_Problem description_
Rescale the data from its start up to and including the line with "[0,0,180,122]": copy every line of that stretch in full, changing only the answer bounding-box coordinates, each multiplied by 0.85 and rounded to a whole number with halves rounded up. Leave the pictures out of your answer.

_Input records_
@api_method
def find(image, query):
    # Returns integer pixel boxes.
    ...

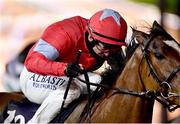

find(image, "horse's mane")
[102,36,138,86]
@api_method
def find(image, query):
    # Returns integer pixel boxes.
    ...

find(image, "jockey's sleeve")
[25,39,67,76]
[25,19,75,76]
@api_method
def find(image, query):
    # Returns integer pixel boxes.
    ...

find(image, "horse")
[0,21,180,123]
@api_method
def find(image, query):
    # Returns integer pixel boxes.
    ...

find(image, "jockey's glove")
[64,63,82,77]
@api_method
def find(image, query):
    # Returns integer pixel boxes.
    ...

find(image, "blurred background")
[0,0,180,122]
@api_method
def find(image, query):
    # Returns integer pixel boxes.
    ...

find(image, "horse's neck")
[106,48,153,122]
[81,48,153,123]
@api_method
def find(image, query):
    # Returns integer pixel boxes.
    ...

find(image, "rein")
[76,35,180,115]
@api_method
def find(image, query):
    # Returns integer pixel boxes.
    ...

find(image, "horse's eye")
[154,52,165,60]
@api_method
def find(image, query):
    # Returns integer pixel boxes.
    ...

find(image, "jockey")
[20,9,127,123]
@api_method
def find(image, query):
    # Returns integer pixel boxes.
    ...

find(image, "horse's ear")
[131,27,149,45]
[152,21,164,32]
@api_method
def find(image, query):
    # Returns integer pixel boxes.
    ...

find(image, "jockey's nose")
[103,52,109,57]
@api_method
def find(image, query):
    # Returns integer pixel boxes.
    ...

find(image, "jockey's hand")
[64,63,82,77]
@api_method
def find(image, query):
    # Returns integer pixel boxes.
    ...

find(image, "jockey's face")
[89,33,121,59]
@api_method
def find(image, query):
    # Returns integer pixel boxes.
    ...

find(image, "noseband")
[142,35,180,111]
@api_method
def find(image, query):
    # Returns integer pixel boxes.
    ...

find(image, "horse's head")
[133,21,180,110]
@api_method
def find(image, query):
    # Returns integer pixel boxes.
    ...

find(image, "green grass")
[131,0,180,14]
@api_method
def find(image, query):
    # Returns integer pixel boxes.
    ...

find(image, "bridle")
[142,35,180,111]
[76,35,180,111]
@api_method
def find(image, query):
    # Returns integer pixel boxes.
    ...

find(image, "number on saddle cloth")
[0,96,84,124]
[0,99,40,123]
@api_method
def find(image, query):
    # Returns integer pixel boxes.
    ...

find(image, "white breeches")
[20,67,101,123]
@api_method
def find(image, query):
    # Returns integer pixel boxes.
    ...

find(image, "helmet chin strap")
[85,32,103,60]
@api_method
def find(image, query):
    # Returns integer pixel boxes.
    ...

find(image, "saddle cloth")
[0,96,84,124]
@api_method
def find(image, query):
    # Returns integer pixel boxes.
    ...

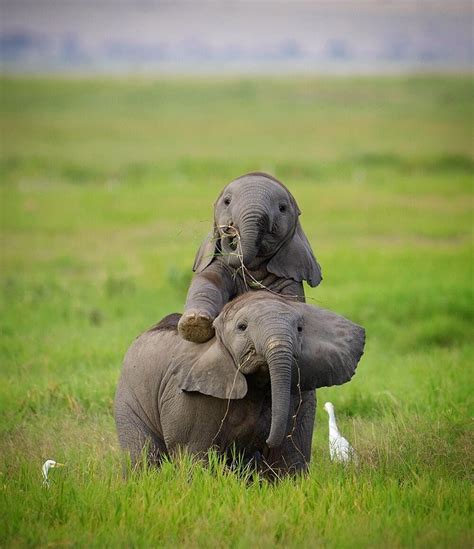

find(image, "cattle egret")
[324,402,357,463]
[42,459,64,488]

_Answer for the task_
@api_method
def find(image, query):
    # Returns integer pixel boxes.
    ...


find(image, "horse's mane")
[87,31,117,73]
@api_method
def find(image, query):
    # Returns integer pixel boxes.
    ...

find(image, "jockey's sleeve")
[21,33,57,65]
[21,16,64,65]
@api_method
def find(image, query):
    # Returns integer pixel boxes.
    ...

find(image, "horse")
[0,18,153,105]
@api_method
def find(image, query):
    # Returns integer pixel boxes.
    ...

find(image, "jockey's glove")
[54,54,70,65]
@api_method
def find(image, query):
    # Returns integer pixel boxes.
    ...

find(image, "blurred background")
[0,0,153,104]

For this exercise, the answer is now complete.